### Exercise requirements
I'd ask you to write out the lines below exactly, with no images.

Saved entries:
────

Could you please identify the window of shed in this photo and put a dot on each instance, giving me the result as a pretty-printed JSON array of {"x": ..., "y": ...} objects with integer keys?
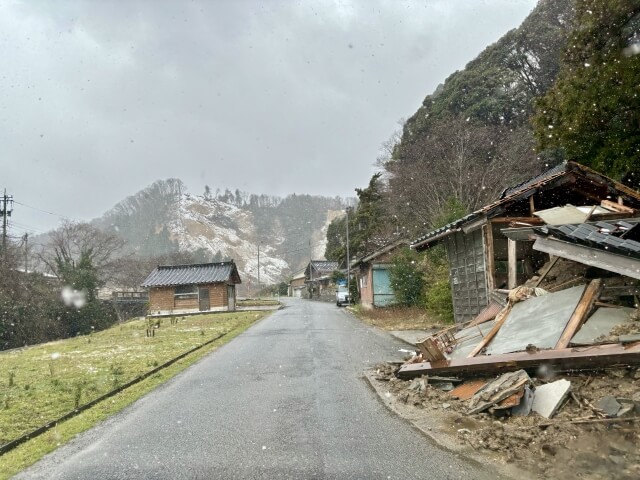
[{"x": 186, "y": 291}]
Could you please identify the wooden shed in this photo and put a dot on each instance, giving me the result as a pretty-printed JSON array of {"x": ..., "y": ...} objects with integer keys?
[
  {"x": 185, "y": 289},
  {"x": 482, "y": 258}
]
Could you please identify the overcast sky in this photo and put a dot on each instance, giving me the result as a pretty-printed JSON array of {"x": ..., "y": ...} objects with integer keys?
[{"x": 102, "y": 98}]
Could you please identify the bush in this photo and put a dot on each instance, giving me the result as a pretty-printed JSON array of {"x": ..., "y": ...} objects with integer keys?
[{"x": 407, "y": 279}]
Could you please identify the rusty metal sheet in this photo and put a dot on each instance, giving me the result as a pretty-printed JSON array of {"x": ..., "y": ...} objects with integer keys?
[
  {"x": 512, "y": 401},
  {"x": 467, "y": 389},
  {"x": 487, "y": 313}
]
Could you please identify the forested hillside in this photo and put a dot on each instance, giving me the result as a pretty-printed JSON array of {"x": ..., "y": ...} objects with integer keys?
[
  {"x": 565, "y": 85},
  {"x": 468, "y": 140}
]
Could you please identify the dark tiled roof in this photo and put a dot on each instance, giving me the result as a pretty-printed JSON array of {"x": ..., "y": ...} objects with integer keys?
[
  {"x": 619, "y": 237},
  {"x": 323, "y": 266},
  {"x": 171, "y": 275},
  {"x": 547, "y": 175}
]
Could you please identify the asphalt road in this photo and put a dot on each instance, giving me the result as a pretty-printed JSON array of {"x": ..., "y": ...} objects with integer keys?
[{"x": 285, "y": 400}]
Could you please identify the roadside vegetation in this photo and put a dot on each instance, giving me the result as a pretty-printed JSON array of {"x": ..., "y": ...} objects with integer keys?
[
  {"x": 43, "y": 382},
  {"x": 398, "y": 318},
  {"x": 258, "y": 302}
]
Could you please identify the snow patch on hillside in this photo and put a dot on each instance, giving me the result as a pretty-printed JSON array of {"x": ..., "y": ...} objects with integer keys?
[{"x": 215, "y": 226}]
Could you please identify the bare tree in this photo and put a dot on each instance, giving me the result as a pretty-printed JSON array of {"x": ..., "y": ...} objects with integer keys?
[
  {"x": 73, "y": 241},
  {"x": 458, "y": 160}
]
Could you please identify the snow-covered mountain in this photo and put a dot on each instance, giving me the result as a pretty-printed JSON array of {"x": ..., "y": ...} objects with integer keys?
[{"x": 165, "y": 218}]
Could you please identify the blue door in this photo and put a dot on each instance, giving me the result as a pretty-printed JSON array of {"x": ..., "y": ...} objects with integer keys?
[{"x": 382, "y": 291}]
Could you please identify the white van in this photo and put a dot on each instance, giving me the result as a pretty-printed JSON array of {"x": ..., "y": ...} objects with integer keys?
[{"x": 342, "y": 295}]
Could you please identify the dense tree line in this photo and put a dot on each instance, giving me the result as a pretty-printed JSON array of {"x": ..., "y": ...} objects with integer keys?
[
  {"x": 565, "y": 85},
  {"x": 592, "y": 113}
]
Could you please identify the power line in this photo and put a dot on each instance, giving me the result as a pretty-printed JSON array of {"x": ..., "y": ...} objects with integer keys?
[{"x": 41, "y": 210}]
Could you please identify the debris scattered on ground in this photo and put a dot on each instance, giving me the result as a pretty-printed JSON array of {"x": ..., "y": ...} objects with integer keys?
[
  {"x": 576, "y": 442},
  {"x": 548, "y": 398},
  {"x": 509, "y": 386}
]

────

### Solution for this problem
Could you please identify the window of shed in this photo and put a dot on each instance, giving me the result as a pretty-printed JSON array of {"x": ..., "y": ...} objects with integer keys?
[{"x": 186, "y": 291}]
Could you please identify the wooden shed in this photo and put a dot on each instance, giving me the result as a pretty-printed JSON array of {"x": ..., "y": ...} objects with integer keys?
[
  {"x": 185, "y": 289},
  {"x": 482, "y": 258}
]
Could you please identify the overcast sky in this photo and put a dot on each instance, giving me the result as a pretty-printed JSON array of {"x": ..., "y": ...} objects with integer keys?
[{"x": 102, "y": 98}]
Could you please identify the bush in this photo and put a dot on each instance, giving me the result as a pretty-printed JSON array of {"x": ..., "y": ...} objects with integer keys?
[{"x": 407, "y": 279}]
Could you please identify the rusty metal sheet in this photo and put a dot on each instance, giving me the result as a pretty-printed JSON array of {"x": ..., "y": ...} objects with integer keys?
[
  {"x": 512, "y": 401},
  {"x": 467, "y": 389},
  {"x": 487, "y": 313}
]
Could you please identify the forested hillside in this photo and put a dot on each instance, giving me the result as a pretty-printed JSON array of {"x": ..., "y": ...} objects with integer keys?
[
  {"x": 565, "y": 85},
  {"x": 468, "y": 140}
]
Could you please identify the dark tiled roof in this photo and put a dot on each instance, giving me the result as a pretty-printed JSON array of {"x": ..., "y": ...} objects with integer keys?
[
  {"x": 619, "y": 237},
  {"x": 323, "y": 266},
  {"x": 171, "y": 275},
  {"x": 547, "y": 175}
]
Could you please identify the asphalt road in this photo and put a dot on each instance, giving me the result as a pretty-printed JSON array of {"x": ..., "y": ...} objects with integer keys?
[{"x": 285, "y": 400}]
Could you please identify the roadside vegetation in this photo and put a dot on each instance, giving me the result as a pretty-printed JSON array of {"x": ..., "y": ...} objects with integer keys?
[
  {"x": 43, "y": 382},
  {"x": 398, "y": 318},
  {"x": 258, "y": 302}
]
Could you please identify the snow patch on hillside in this photo and put a dot on each instance, giving me the result as a pretty-printed JSON array of {"x": ..., "y": ...} objects with integer keys?
[{"x": 215, "y": 226}]
Could you please identify the bare tree in this photo and put a dot on each instance, giving me the result as a pretty-printed JSON array of {"x": ..., "y": ...} objects with integer keys?
[
  {"x": 73, "y": 241},
  {"x": 458, "y": 160}
]
Could you please identify the snow-covered mountain in this photo and put a dot on each instance, giving me the result as a pretty-printed JSON array of {"x": ..., "y": ...} objects with integer keys?
[{"x": 165, "y": 218}]
Could you please identify the blue door in this photo and put a dot on each instance, giving me the result as a pretty-printed JSON array of {"x": ..., "y": ...} objects with integer keys?
[{"x": 382, "y": 291}]
Could you please identify the white van in this photo and put a dot on each instance, giving me the result as a pretty-printed JSON array of {"x": ..., "y": ...} objects with integer keys?
[{"x": 342, "y": 295}]
Could you please identify the dense tree line in this photo and put a dot on each instance, giving me the result as a pretty-printed JSON array of {"x": ..., "y": ...} objects with integer keys?
[
  {"x": 565, "y": 85},
  {"x": 592, "y": 113}
]
Could you please identify the power line in this photo and put a dot on each instance, giving me the result as a pretty-printed JSON array of {"x": ..., "y": ...} objects with integer keys?
[{"x": 41, "y": 210}]
Could you please identify the debris scattered on ground in this photo and put a dot on each instance, giving me the result as a pretty-printed JSON array of {"x": ..., "y": ...} objects with integer keys?
[
  {"x": 576, "y": 442},
  {"x": 548, "y": 398},
  {"x": 509, "y": 386}
]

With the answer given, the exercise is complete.